TEXTE FOURNI -
____

La ministre de l’Intérieur, Priti Patel, fille d’immigrés indiens venant d’Afrique, condamne très fermement les manifestants. «Ce n’est pas à la foule de faire tomber les statues et de dégrader nos rues.» Elle réagissait notamment au graffiti apparu sur le côté de la statue de Winston Churchill installée devant le parlement: «raciste». S’il a été un héros de la Seconde Guerre mondiale, l’ancien premier ministre britannique a lui aussi un passé qui est désormais débattu. N’a-t-il pas dit que les Indiens étaient «un peuple ignoble avec une religion ignoble» («a beastly people with a beastly religion»)? En 1937, il se disait même en faveur de l’utilisation des armes chimiques contre «les tribus non civilisées».

____

Extraits de données d'annotation par points:

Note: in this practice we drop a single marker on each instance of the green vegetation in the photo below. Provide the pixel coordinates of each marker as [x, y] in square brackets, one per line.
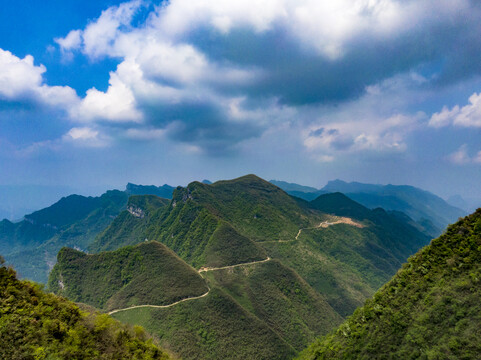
[148, 273]
[32, 244]
[35, 325]
[429, 310]
[164, 191]
[280, 298]
[129, 226]
[315, 275]
[214, 327]
[429, 212]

____

OBJECTIF - Prolongez le texte sur la polémique autour de la statue de Churchill à partir de sa dernière phrase.

RÉSULTAT -
Churchill, sans doute l’un des hommes les plus admirés aujourd’hui au Royaume-Uni, finira-t-il par voir son image écornée? N’est-ce pas réécrire l’histoire sans comprendre le contexte de l’époque? L’une des solutions suggérées à ce débat est l’introduction obligatoire dans le cursus scolaire de l’histoire noire. Il existe actuellement un «mois de l’histoire noire», qui a lieu chaque octobre, mais l’association The Black Curriculum propose de réécrire entièrement le programme. «Il y a un biais implicite dans le cursus actuel», estime-t-elle. Dans les rues du Royaume-Uni aussi, le biais – celui d’une approche de l’histoire par les victoires militaires et la grandeur d’antan – est évident. Le changer sans ignorer ce passé demandera un travail de fond.

Eric Albert

Londres

 

 

Source : Le Temps (Suisse)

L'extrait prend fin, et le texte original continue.